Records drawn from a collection
|---|

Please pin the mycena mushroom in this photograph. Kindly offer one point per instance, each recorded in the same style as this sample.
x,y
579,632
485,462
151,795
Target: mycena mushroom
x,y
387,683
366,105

|---|

§ DESCRIPTION OF THE TASK: Rewrite the records above, swapping every "mycena mushroom" for "toadstool" and changing nothing else.

§ TASK OUTPUT:
Please pin the toadstool in this photograph. Kindly offer one point per instance, each recorded in the same style as this sample.
x,y
579,632
485,462
151,795
Target: toadstool
x,y
387,683
366,105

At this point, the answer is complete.